Book review – The Ocean’s Whistleblower: The Remarkable Life and Work of Daniel Pauly

7-minute read

The first thing I think of when hearing the name of marine biologist Daniel Pauly is shifting baseline syndrome. Once seen, this powerful concept of generational amnesia with regards to the state of the natural world is impossible to unsee. I previously reviewed Vanishing Fish, a collection of Pauly’s essays that introduced this and other influential ideas—and came away very impressed. It is followed by this outstanding biography that, true to its subtitle, convinces that the life and work of Pauly are remarkable.

The Ocean's Whistleblower

The Ocean’s Whistleblower: The Remarkable Life and Work of Daniel Pauly, written by David Grémillet, published by Greystone Books in November 2021 (hardback, 408 pages)

Written by oceanographer David Grémillet, this book was originally published in French in 2019 as Daniel Pauly: Un Océan de Combats by Éditions Wildproject. Canadian publisher Greystone Books enlisted Georgia Lyon Froman who delivers a fine English version that occasionally highlights “Frenchisms” that might have otherwise been lost in translation. Three elements, that I will elaborate on below, make this biography particularly impressive: Grémillet is balanced in his coverage of Pauly’s life, has been thorough in his background research by interviewing numerous people, and understands and explains Pauly’s scientific achievements.

First, that coverage. The Ocean’s Whistleblower is told in 23 chapters and three parts that, mostly chronologically, take you through the main phases of Pauly’s life. He was born at the end of World War II to a White, unwed French mother and a Black American soldier who did not stick around. Financial struggles led his mother to entrust him to a Swiss family for a few months in 1948 that turned into 15 years when they refused to return him. Struggling his way through school despite his intelligence and voracious reading habit, he left for Germany in 1963 aged 17, working to pay for his education, eventually reuniting with his mother and her new family in France in 1967.

Grémillet then follows Pauly’s professional career, the first phase of which plays out in relative obscurity. Starting as a fisheries biologist at the IfM, an oceanographic institute in Kiel, Germany, Pauly works in Ghana, Indonesia, Peru, and, prominently, the Philippines at ICLARM, a non-profit organisation focused on the management of aquatic resources. At this stage he is more interested in issues of social justice than making a name for himself, publishing obscure technical reports rather than papers in high-impact scientific journals. It is only when ICLARM comes under new management and things go south that Pauly enters first-world academic circles when he is offered a full professorship at the University of British Columbia in Vancouver, Canada. The third part of this biography, then, charts his meteoric rise to fame and takes us right up to 2017.

Recorded information ::
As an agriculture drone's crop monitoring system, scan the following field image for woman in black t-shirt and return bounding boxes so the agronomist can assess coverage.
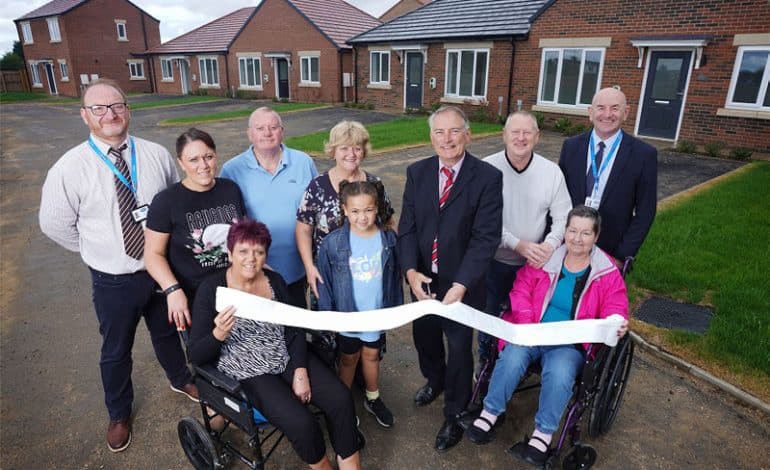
[144,128,245,330]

What you need to do :: Copy from the book review, between "The Ocean's Whistleblower" and "Pauly’s scientific achievements.", inclusive, word for word.

Solved exercise ::
The Ocean's Whistleblower

The Ocean’s Whistleblower: The Remarkable Life and Work of Daniel Pauly, written by David Grémillet, published by Greystone Books in November 2021 (hardback, 408 pages)

Written by oceanographer David Grémillet, this book was originally published in French in 2019 as Daniel Pauly: Un Océan de Combats by Éditions Wildproject. Canadian publisher Greystone Books enlisted Georgia Lyon Froman who delivers a fine English version that occasionally highlights “Frenchisms” that might have otherwise been lost in translation. Three elements, that I will elaborate on below, make this biography particularly impressive: Grémillet is balanced in his coverage of Pauly’s life, has been thorough in his background research by interviewing numerous people, and understands and explains Pauly’s scientific achievements.